Start

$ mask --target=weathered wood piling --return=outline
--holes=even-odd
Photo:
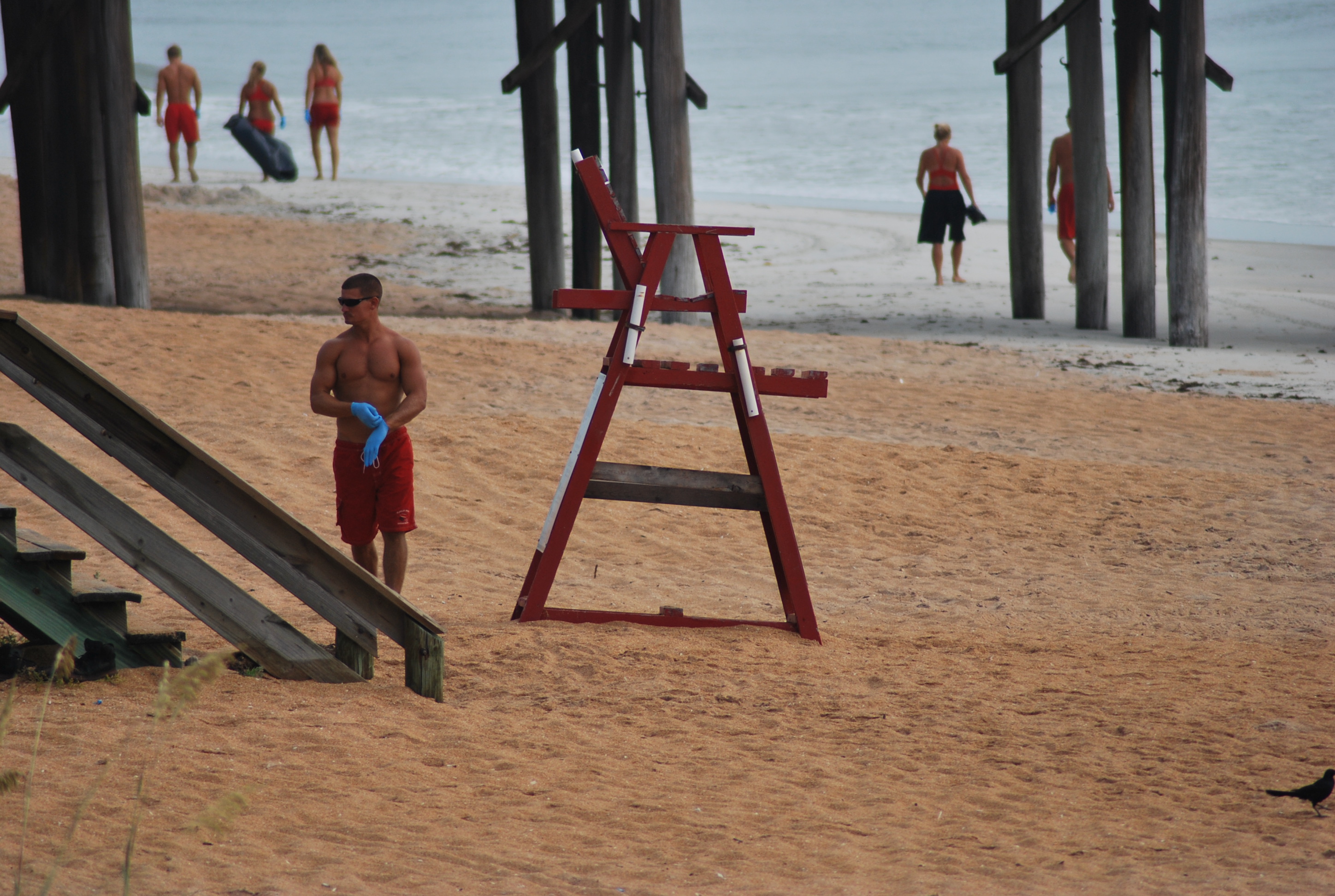
[[[1155,160],[1149,89],[1149,4],[1112,0],[1121,158],[1121,335],[1153,339]]]
[[[1041,0],[1007,0],[1007,47],[1043,20]],[[1005,72],[1011,243],[1011,316],[1041,320],[1043,282],[1043,48]]]
[[[1108,148],[1100,0],[1067,20],[1067,81],[1076,191],[1076,328],[1108,328]]]
[[[566,0],[566,19],[586,7]],[[585,19],[566,40],[566,73],[570,87],[570,148],[583,156],[602,155],[602,85],[598,83],[598,15]],[[574,168],[571,167],[571,172]],[[579,178],[570,178],[570,286],[602,288],[602,230]],[[598,311],[577,308],[575,318],[597,319]]]
[[[639,0],[649,108],[649,146],[654,160],[654,206],[661,224],[694,224],[696,191],[690,168],[690,119],[686,115],[686,48],[681,33],[681,0]],[[696,250],[690,240],[673,243],[659,290],[689,298],[700,291]],[[685,312],[663,311],[665,323]]]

End

• [WHAT YOU WILL DO]:
Quote every record above exactly, leaving out any pictures.

• [OUTPUT BELOW]:
$ mask --target=weathered wood piling --return=outline
--holes=even-odd
Photo:
[[[1155,160],[1149,89],[1149,4],[1112,0],[1121,158],[1121,335],[1153,339]]]
[[[1041,0],[1007,0],[1007,47],[1043,20]],[[1005,72],[1011,243],[1011,316],[1041,320],[1043,282],[1043,48]]]
[[[1108,148],[1100,0],[1067,20],[1067,81],[1076,191],[1076,328],[1108,328]]]
[[[566,0],[566,19],[586,7]],[[585,19],[566,40],[566,73],[570,87],[570,148],[583,156],[602,155],[602,85],[598,83],[598,15]],[[574,168],[571,167],[571,172]],[[579,178],[570,178],[570,286],[602,288],[602,230]],[[598,311],[577,308],[575,318],[597,319]]]
[[[639,0],[649,108],[649,146],[654,160],[654,206],[661,224],[694,224],[696,191],[690,168],[690,119],[686,115],[686,48],[681,33],[681,0]],[[696,250],[690,240],[673,243],[659,290],[689,298],[700,291]],[[685,312],[663,311],[665,323]]]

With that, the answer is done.